Work to complete →
Reproduce each of the rows below word for word, leaving nothing out and adding nothing.

** start Input **

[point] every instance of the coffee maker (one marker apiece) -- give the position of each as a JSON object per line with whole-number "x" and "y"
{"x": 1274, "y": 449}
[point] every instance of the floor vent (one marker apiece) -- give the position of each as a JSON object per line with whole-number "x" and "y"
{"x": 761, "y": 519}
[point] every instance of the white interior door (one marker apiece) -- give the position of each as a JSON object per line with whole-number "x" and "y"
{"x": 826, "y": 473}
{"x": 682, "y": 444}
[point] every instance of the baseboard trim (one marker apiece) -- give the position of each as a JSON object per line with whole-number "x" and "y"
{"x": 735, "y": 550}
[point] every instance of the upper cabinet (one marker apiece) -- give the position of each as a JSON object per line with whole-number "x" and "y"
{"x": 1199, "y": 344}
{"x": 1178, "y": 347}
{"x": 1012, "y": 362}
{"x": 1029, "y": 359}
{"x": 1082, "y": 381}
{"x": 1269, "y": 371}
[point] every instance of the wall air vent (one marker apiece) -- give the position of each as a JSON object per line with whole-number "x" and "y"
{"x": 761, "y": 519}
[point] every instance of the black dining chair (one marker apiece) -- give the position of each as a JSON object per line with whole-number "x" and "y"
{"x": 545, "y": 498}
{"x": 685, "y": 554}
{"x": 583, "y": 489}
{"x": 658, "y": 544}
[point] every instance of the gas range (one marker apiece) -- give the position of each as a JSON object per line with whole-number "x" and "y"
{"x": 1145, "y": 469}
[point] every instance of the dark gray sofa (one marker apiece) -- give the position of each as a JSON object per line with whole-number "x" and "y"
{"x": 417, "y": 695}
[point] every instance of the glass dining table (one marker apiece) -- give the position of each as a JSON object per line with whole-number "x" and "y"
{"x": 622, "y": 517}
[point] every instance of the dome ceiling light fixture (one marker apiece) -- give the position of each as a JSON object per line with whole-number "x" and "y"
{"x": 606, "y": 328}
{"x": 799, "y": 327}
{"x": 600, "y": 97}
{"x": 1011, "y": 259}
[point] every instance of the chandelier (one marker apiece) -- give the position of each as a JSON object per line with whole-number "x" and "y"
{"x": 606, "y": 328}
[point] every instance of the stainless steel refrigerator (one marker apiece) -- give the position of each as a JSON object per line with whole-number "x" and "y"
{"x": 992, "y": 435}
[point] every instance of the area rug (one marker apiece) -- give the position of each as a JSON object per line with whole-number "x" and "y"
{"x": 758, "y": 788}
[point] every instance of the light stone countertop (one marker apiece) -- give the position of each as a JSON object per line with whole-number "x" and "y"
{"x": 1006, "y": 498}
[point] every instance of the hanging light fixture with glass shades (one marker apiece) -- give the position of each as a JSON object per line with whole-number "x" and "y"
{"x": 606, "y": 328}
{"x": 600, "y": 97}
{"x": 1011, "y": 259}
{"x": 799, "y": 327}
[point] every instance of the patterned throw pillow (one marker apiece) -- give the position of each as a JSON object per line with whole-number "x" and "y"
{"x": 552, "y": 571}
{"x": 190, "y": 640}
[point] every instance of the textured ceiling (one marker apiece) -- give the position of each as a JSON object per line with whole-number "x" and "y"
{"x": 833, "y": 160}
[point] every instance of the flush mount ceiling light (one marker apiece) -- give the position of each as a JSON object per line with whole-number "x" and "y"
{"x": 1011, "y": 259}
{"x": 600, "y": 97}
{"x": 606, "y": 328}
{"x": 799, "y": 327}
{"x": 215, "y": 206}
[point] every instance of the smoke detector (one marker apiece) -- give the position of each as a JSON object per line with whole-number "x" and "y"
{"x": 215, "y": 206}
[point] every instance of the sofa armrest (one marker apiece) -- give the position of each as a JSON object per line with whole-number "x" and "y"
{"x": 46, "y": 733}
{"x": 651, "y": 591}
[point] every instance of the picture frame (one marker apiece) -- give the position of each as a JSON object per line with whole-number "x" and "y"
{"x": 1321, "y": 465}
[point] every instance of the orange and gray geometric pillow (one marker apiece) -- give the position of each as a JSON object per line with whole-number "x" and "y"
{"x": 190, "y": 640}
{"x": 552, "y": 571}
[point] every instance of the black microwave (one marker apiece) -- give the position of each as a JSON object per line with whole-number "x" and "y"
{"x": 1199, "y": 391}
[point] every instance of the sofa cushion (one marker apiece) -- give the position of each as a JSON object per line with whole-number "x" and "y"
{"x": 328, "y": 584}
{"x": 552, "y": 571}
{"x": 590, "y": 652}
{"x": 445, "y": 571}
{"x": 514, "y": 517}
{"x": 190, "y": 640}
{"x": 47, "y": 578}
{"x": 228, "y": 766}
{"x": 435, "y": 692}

** end Input **

Result →
[point] every instance of the coffee maker (one marker apiece) -- give the position of each as a JSON object per line with whole-number "x" and "y"
{"x": 1274, "y": 449}
[point] every instance of the floor vent (one marker apiece) -- give the position of each as a JSON object per line with whole-number "x" and "y"
{"x": 761, "y": 519}
[point] every instance of the white interior door (one marker apiece) -- give the position of each as a JSON object per line with whole-number "x" and "y"
{"x": 826, "y": 473}
{"x": 682, "y": 444}
[point] every instance of the baseboard trim (one marker apiece) -- give the position of each as a JSON object per line with whole-number "x" and "y"
{"x": 735, "y": 550}
[point] every instance of the upper cabinet (one marker apiece) -- give the position of each as a JSON object per line with whole-number "x" and "y"
{"x": 1199, "y": 344}
{"x": 1178, "y": 347}
{"x": 1012, "y": 362}
{"x": 1029, "y": 359}
{"x": 1082, "y": 381}
{"x": 1269, "y": 371}
[point] every instance of the wall air vent (one marker apiece) -- give the position of each as a JSON object per line with whole-number "x" and "y"
{"x": 761, "y": 519}
[point] every instance of the black dining chair (one marker apiece) -- give the position of each as a JSON object per line with whole-number "x" and "y"
{"x": 545, "y": 498}
{"x": 685, "y": 554}
{"x": 583, "y": 489}
{"x": 658, "y": 544}
[point] every instance of the gas range (one marker apiece) -- give the position of each as a JSON object per line with whole-number "x" and "y"
{"x": 1145, "y": 469}
[point] every instance of the dark gray sofa (one marker apiece) -- give the position of each as a JSON object per line with whole-number "x" and "y"
{"x": 417, "y": 695}
[point] every instance of the glass dining table (one marker apiece) -- give the position of each as a JSON object per line with whole-number "x" and "y"
{"x": 622, "y": 517}
[point] every instance of the dome ceiling light fixture (one marker apiece) -- give the position of each as a JSON object per line with whole-number "x" and "y"
{"x": 606, "y": 328}
{"x": 799, "y": 327}
{"x": 600, "y": 97}
{"x": 1011, "y": 259}
[point] every instance of the chandelier (one marker apiece) -- give the position of each as a JSON object per line with whole-number "x" and "y"
{"x": 606, "y": 328}
[point] every instance of the stainless steel refrigerator (one marker apiece) -- give the position of each as a JSON object per line with whole-number "x" and "y"
{"x": 992, "y": 435}
[point] every instance of the area rug (one marker apiece) -- give the position of each as a JSON object per line with whole-number "x" and "y"
{"x": 758, "y": 788}
[point] every instance of the light stone countertop (one marker apiece) -- give the position of each as a JSON object per line with whole-number "x" and "y"
{"x": 1006, "y": 498}
[point] every instance of the hanging light fixture with glass shades (one marker apiece) -- give the position of each as a JSON object per line with whole-number "x" and "y"
{"x": 606, "y": 328}
{"x": 600, "y": 97}
{"x": 1011, "y": 259}
{"x": 799, "y": 327}
[point] every instance of the patterned throw pillow (one marker apiece) -- give the position of each as a JSON object per line with whole-number "x" and "y"
{"x": 552, "y": 571}
{"x": 190, "y": 640}
[point] every instance of the textured ceiling (one marker apiece) -- give the position of each as a JSON object per line with whole-number "x" and "y"
{"x": 833, "y": 160}
[point] every instance of the flush mount ceiling light (one marker apiece) -- give the position of each as a JSON object per line with whole-number "x" and "y"
{"x": 1011, "y": 259}
{"x": 600, "y": 97}
{"x": 606, "y": 328}
{"x": 799, "y": 327}
{"x": 215, "y": 206}
[point] every instance of the smoke detector (one marker apiece) -- give the position of each as a JSON object per line with whole-number "x" and "y"
{"x": 215, "y": 206}
[point] every instance of the sofa armrest (one marker apiece) -- give the position of each as a JSON object per line with whole-number "x" and "y"
{"x": 46, "y": 733}
{"x": 651, "y": 591}
[point] every instance of the picture frame (one marker apiece) -- give the position of each as a JSON object per line with whole-number "x" and "y"
{"x": 1321, "y": 465}
[point] every instance of the orange and gray geometric pillow (one marker apiece) -- give the position of each as a JSON object per line with whole-number "x" and "y"
{"x": 190, "y": 640}
{"x": 552, "y": 571}
[point] every instance of the black microwave (one marker apiece) -- give the position of each as a JSON object per line with whole-number "x" and "y"
{"x": 1199, "y": 391}
[point] every instance of the sofa cushion (one marker apiece) -- give the position of each as a JSON object per line with whole-number "x" and "y"
{"x": 328, "y": 584}
{"x": 552, "y": 571}
{"x": 590, "y": 652}
{"x": 445, "y": 571}
{"x": 514, "y": 517}
{"x": 190, "y": 640}
{"x": 47, "y": 578}
{"x": 228, "y": 766}
{"x": 435, "y": 692}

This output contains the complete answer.